(Records from an annotation dataset)
______________________________

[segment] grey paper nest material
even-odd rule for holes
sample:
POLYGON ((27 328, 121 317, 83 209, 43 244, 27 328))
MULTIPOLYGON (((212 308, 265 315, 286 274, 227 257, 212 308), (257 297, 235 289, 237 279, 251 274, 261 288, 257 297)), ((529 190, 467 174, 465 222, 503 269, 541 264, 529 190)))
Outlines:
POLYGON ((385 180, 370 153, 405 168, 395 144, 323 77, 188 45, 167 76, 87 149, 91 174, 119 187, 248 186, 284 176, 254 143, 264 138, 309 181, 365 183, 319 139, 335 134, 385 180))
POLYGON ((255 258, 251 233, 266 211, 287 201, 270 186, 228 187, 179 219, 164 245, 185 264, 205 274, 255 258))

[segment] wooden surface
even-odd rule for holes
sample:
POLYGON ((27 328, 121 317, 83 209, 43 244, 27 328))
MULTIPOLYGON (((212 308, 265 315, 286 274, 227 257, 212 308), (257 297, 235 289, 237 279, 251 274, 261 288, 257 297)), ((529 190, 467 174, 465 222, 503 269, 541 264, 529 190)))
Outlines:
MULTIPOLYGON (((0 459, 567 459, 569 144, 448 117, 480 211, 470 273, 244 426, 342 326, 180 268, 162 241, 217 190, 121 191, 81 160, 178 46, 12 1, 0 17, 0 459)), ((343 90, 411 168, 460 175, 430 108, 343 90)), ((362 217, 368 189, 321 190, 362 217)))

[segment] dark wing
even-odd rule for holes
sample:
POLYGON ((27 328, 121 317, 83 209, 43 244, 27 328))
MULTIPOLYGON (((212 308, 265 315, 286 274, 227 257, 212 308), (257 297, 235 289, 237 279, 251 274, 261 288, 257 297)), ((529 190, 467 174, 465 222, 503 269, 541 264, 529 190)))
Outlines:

______________________________

- **Instructions to follow**
Copy out exactly the lines running from the line with "[segment] wooden surface" to the end of the records, inclusive.

- **Exercise output**
[segment] wooden surface
even-odd rule for holes
sample:
POLYGON ((27 328, 121 317, 83 209, 43 244, 27 328))
MULTIPOLYGON (((212 308, 265 315, 286 274, 227 257, 212 308), (257 297, 235 289, 237 279, 251 274, 261 288, 257 297)), ((529 190, 467 174, 465 222, 503 269, 541 264, 529 190)))
Outlines:
MULTIPOLYGON (((0 459, 567 459, 569 144, 448 117, 480 211, 470 273, 244 426, 342 326, 180 268, 162 241, 217 190, 121 191, 81 160, 178 46, 12 1, 0 17, 0 459)), ((343 90, 411 168, 460 175, 430 108, 343 90)), ((362 217, 368 189, 321 190, 362 217)))

[segment] dark wing
even-odd rule for holes
sample:
POLYGON ((27 328, 121 317, 83 209, 43 244, 27 328))
MULTIPOLYGON (((212 308, 265 315, 286 274, 227 257, 212 308), (257 297, 235 289, 237 279, 251 274, 261 288, 257 297)), ((529 190, 467 174, 465 222, 503 269, 541 264, 529 190)))
Outlines:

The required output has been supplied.